* _PROBLEM TO SOLVE_
Format the material between the lines holding "[trace] clump of dead grass -> outlines" and "127L104 127L110 124L111", inclusive, as a Markdown table. Use the columns Row and Entry, give each line a row number, and leave out blank lines.

* _EXCERPTED DATA_
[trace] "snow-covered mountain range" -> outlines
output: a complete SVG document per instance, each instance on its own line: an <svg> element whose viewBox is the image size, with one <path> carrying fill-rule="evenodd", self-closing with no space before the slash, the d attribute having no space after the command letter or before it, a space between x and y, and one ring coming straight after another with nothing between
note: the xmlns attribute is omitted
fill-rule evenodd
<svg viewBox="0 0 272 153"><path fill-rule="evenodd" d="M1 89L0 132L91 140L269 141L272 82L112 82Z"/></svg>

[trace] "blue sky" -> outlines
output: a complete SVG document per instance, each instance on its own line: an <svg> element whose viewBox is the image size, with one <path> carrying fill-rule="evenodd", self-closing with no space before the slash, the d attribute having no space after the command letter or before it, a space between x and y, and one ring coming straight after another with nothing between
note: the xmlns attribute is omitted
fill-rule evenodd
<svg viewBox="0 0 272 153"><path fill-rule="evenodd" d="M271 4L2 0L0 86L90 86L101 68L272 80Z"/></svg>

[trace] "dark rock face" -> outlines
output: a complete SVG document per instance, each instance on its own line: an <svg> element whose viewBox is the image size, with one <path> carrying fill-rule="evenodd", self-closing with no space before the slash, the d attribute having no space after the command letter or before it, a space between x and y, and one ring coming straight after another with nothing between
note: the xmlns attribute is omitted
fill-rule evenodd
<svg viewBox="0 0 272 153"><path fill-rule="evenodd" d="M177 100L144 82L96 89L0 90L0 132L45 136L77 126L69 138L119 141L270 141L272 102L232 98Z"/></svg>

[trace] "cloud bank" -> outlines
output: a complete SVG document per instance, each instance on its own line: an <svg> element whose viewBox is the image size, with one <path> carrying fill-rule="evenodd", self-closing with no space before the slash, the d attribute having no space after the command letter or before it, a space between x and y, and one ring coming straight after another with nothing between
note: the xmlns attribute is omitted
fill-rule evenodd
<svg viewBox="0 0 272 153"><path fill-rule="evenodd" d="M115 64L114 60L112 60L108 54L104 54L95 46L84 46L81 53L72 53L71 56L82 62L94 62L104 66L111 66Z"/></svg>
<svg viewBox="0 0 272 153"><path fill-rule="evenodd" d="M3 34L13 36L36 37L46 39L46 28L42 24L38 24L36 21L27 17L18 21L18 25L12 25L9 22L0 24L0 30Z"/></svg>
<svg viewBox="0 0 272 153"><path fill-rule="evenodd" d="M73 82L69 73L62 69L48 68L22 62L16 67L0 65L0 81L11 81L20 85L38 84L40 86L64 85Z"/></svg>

...

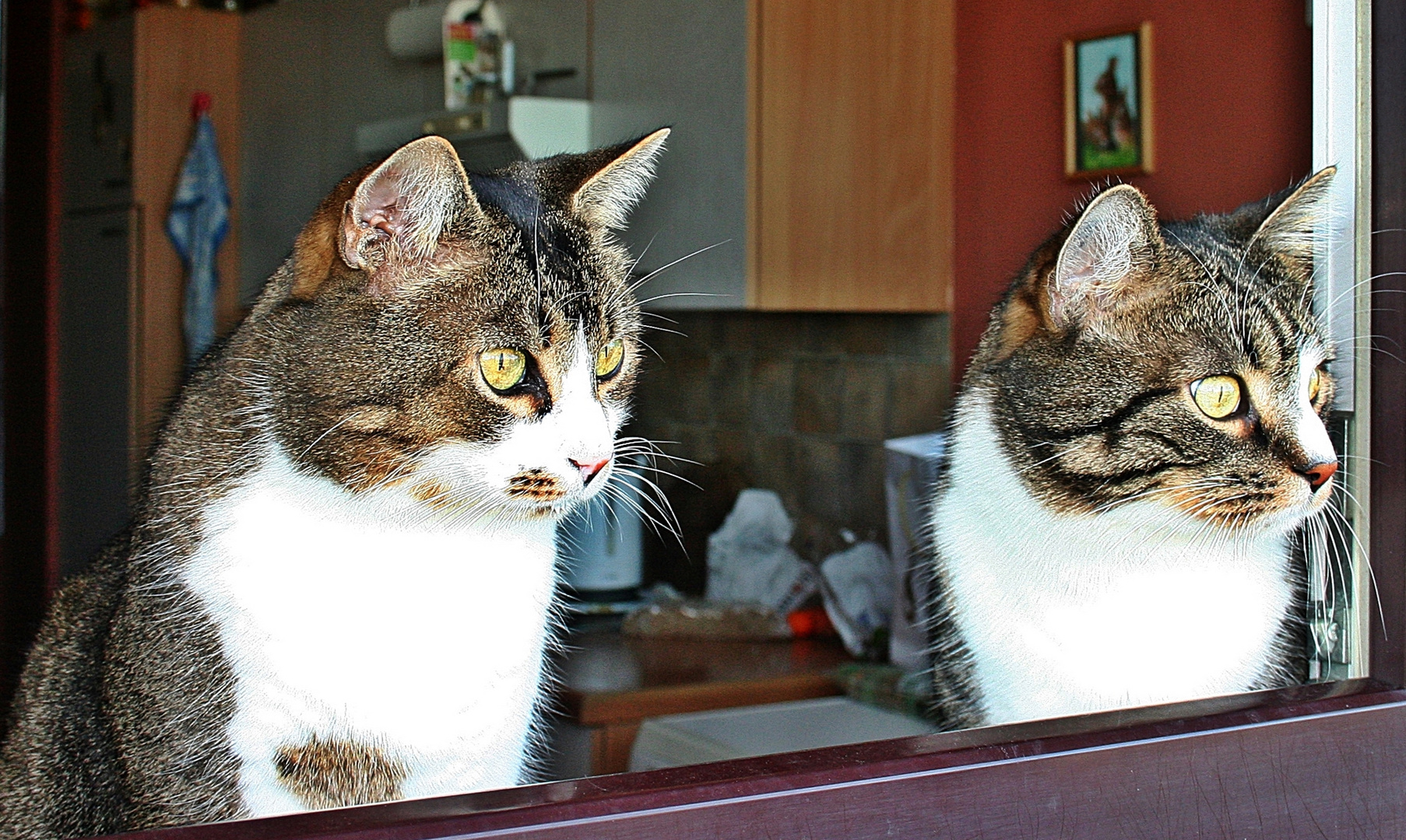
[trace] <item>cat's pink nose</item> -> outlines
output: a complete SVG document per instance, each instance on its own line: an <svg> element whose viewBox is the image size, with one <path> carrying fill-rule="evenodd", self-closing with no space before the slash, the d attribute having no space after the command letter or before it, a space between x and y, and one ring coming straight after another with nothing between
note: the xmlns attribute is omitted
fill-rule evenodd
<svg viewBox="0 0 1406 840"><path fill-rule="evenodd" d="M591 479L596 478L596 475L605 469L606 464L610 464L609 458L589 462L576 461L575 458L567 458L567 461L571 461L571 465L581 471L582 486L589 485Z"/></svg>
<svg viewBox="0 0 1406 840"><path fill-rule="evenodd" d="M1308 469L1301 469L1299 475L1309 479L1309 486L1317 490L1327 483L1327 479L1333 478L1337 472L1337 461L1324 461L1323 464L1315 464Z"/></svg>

...

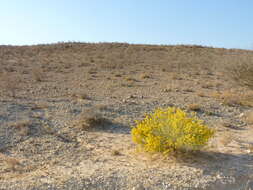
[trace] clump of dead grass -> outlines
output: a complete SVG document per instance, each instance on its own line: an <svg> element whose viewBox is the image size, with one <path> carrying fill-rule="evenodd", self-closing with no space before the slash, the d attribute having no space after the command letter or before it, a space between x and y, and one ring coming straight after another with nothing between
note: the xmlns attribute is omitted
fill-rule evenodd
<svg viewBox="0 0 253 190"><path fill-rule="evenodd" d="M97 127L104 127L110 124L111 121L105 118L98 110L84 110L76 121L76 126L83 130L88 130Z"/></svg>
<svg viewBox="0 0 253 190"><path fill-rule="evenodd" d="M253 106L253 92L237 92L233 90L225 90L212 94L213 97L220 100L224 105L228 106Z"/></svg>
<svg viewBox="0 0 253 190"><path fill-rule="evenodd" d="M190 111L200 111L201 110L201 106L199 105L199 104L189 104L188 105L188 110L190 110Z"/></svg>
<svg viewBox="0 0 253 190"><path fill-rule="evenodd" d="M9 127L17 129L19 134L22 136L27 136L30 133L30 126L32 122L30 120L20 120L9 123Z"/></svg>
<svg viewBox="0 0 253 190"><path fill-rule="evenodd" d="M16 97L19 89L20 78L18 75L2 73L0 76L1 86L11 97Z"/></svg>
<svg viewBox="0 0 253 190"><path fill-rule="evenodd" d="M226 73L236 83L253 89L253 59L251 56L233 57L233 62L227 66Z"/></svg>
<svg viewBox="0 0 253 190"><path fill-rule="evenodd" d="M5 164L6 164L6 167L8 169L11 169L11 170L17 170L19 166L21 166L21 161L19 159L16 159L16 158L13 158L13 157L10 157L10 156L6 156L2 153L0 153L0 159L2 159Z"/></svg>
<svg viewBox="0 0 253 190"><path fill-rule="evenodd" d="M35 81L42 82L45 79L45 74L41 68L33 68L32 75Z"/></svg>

* _THE RESPONSE_
| Row | Entry |
|---|---|
| 1 | [trace] clump of dead grass -> outlines |
| 2 | output: a complete SVG document per instance, each instance on its own line: an <svg> element whose viewBox is the image size, with one <path> carrying fill-rule="evenodd", self-closing with no space before the slash, the d attribute having no space after the command letter or before it, a space between x and y, and one ring coming straight after another with nothing between |
| 3 | note: the xmlns attribute is omitted |
| 4 | fill-rule evenodd |
| 5 | <svg viewBox="0 0 253 190"><path fill-rule="evenodd" d="M97 127L104 127L110 124L111 121L105 118L98 110L84 110L76 121L76 126L83 130L88 130Z"/></svg> |